(Work to do)
Answer these from the article on petitioning a Wisconsin probate court over a decedent's remains:
1. What form of disposition did the ex-wife want?
2. Which statute appeared among the top search results, and what is its title?
3. What position had the funeral home taken?

Sure, I Can Help You with That: Petitioning a Wisconsin Probate Court to Decide Who Controls the Final Disposition of a Decedent’s Remains
Vincent J. Scipior and Andrew J. Lawton, Coyne, Schultz, Becker & Bauer, S.C.

We all get asked from time to time if we can help a friend or family member with a legal matter outside of insurance defense work. Usually, we refer the person to an expert in that field, whether it be criminal law, family law, bankruptcy law, etc. Occasionally, however, we get asked to help with something that is out of our comfort zone, but still within our skill set. 

For example, I was recently asked by a distant relative if I could help him settle a dispute with his ex-wife regarding the final disposition of their deceased son’s remains. The son died unexpectedly without a will and without a surviving spouse or any children. My relative wanted to cremate his son’s body, as that was his son’s express wishes. His ex-wife wanted a burial. She hired an attorney who was pressuring him to give in and the funeral home was refusing to do anything until a consensus was reached. My initial reaction: I have no idea what to do. But after some research, I found out I could actually help.

I.              Where Do I Start?

The first question my relative asked was, “What kind if attorney do I need?” I was not quite sure, so I did what most people would do – I Googled it. I searched, “Wisconsin law + death + decision + burial + cremation.” One of the top results was Wis. Stat. § 154.30, which is titled, “Control of final disposition of certain human remains.” I was on the right track.

(Data rows)
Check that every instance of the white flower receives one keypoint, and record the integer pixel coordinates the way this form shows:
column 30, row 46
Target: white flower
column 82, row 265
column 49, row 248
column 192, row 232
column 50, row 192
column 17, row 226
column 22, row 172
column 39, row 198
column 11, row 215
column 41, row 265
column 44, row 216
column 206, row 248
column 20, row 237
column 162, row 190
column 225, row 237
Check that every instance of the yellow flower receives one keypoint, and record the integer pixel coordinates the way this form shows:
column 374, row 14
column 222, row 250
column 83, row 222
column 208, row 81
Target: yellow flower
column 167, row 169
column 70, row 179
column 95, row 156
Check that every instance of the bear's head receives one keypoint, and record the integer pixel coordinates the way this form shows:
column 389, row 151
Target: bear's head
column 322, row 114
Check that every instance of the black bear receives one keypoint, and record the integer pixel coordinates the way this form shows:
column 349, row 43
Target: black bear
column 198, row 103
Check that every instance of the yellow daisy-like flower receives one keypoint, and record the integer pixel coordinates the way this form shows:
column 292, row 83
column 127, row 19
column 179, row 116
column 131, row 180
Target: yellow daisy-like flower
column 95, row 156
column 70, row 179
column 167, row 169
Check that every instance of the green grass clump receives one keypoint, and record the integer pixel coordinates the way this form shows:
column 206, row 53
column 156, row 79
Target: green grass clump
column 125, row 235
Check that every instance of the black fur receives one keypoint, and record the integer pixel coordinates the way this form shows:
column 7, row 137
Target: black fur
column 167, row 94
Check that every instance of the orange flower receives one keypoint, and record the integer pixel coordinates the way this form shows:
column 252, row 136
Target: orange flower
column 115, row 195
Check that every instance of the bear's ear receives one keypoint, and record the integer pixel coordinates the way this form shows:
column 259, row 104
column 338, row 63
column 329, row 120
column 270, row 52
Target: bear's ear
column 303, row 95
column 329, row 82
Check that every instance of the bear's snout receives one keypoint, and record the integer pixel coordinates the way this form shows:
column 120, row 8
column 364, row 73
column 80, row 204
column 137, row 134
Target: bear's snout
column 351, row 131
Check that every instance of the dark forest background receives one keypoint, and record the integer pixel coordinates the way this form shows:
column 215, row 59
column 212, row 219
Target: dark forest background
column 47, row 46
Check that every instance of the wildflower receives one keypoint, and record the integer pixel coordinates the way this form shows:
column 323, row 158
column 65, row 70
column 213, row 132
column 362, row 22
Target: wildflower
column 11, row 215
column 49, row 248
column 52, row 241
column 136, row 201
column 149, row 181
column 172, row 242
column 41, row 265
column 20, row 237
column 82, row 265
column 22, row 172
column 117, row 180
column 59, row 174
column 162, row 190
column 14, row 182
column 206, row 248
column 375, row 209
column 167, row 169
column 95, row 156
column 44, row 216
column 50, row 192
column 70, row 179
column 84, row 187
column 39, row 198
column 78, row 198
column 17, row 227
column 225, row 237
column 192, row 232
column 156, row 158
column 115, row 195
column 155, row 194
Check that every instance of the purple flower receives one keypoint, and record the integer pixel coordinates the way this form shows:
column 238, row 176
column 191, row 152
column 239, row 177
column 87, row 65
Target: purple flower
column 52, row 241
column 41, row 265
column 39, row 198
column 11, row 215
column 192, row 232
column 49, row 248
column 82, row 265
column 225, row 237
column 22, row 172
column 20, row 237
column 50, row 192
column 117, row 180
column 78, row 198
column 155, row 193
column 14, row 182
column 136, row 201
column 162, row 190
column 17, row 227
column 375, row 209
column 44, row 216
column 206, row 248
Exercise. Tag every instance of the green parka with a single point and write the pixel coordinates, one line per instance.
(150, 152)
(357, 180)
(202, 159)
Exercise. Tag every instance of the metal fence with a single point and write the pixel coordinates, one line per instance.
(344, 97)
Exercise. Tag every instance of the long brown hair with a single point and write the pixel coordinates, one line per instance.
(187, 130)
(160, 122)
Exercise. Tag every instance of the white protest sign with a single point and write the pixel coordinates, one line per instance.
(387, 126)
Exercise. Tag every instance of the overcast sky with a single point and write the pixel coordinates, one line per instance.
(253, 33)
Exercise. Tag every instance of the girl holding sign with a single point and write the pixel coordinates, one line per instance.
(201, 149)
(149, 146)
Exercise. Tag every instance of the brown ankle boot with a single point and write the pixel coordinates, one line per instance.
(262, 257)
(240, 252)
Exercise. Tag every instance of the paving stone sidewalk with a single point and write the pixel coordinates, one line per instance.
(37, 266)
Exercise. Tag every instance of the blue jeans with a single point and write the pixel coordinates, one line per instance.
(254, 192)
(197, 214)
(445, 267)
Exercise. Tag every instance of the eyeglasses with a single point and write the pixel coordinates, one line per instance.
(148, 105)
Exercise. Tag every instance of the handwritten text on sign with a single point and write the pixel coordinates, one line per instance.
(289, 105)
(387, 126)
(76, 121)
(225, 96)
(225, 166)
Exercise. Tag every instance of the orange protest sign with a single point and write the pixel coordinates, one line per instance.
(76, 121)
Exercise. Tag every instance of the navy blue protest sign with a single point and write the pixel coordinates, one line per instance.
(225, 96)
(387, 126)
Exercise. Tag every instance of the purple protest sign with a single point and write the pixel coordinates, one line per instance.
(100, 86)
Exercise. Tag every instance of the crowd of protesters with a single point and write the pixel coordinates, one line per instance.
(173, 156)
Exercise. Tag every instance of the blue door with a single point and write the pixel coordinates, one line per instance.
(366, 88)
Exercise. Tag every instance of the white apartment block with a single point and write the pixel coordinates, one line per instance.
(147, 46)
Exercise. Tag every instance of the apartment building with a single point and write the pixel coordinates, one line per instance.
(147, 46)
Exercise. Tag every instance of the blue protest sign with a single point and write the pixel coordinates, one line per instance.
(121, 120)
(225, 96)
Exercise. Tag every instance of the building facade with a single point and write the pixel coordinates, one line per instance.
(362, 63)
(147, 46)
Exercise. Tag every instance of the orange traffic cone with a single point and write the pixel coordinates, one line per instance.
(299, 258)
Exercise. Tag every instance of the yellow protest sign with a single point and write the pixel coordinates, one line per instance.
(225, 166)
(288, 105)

(Exercise response)
1. A burial.
2. Wis. Stat. § 154.30, titled "Control of final disposition of certain human remains."
3. It refused to do anything until a consensus was reached.